*Tâches à faire*
(1) D'après l'extrait sur les salaires et les relations de travail pendant la guerre, combien d'arrêts de travail le Québec a-t-il comptés en 1942 ?
(2) Poursuivez l'extrait sur les salaires et les relations de travail pendant la guerre, à la suite de sa dernière phrase.

*Extrait choisi*
Pour vérifier l’importance des salaires des ouvriers œuvrant à la fabrication de munitions, comparons-les à ceux attribués en 1942 aux ouvriers de la Miner qui travaillent à la fabrication des produits en caoutchouc dans différents ateliers.

  • Ouvriers de l’atelier mécanique (Machine shop), entre 38 et 55 cents l’heure;
  • Ouvriers de la coat bay, entre 25 et 36 cents l’heure;
  • Ouvriers du spreader, entre 32 et 36 cents l’heure;
  • Ouvriers lasters bay, entre 32 et 36 cents l’heure3.

Cette comparaison indique que si le salaire des hommes travaillant à l’usine de munitions se situe nettement en haut de l’échelle, avec plus de 40 cents l’heure, celui des femmes s’avère assez semblable à celui payé dans l’usine de caoutchouc.

Notes sur les relations de travail

Durant la Deuxième Guerre mondiale, selon la législation canadienne sur les prix et les salaires : « Toute grève est interdite avant la fin d’une période obligatoire de conciliation. »4 Malgré tout, de 1941 à 1944, le nombre annuel des débrayages est presque quatre fois plus élevé qu’au cours de la décennie précédente5. L’année 1942 marque un sommet au Québec, avec 133 arrêts de travail. Par ailleurs, en 1943, le recrutement de main-d’œuvre féminine connaît des problèmes au sein des usines de munitions.6 Mais à Granby, le manque de main-d’œuvre est généralisé.

*Section des données*
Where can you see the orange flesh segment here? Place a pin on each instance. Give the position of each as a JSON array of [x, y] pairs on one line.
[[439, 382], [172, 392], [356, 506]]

*Réponses par tâche*
(1) 133 arrêts de travail.

(2)
Le 5 avril 1943, un ouvrier de l’usine de munitions de la Miner Rubber, Exhurie Ménard, incite les autres travailleurs à ralentir la production. Accusé d’avoir nui à l’effort de guerre, il est aussitôt renvoyé par la direction de l’usine et, après une enquête de la GRC, il est poursuivi en justice. Le procès se tient à Sweetsburgh (Cowansville) et le verdict est établi en faveur du travailleur.

Quelques mois plus tard, le 4 août 1943, les employés de l’atelier de presse (press room) arrêtent le travail, exigeant une augmentation de 5 cents l’heure. Ils retournent cependant aussitôt au travail, après avoir obtenu l’engagement de la direction de l’entreprise d’obtenir une augmentation de 2 cents dès le lendemain.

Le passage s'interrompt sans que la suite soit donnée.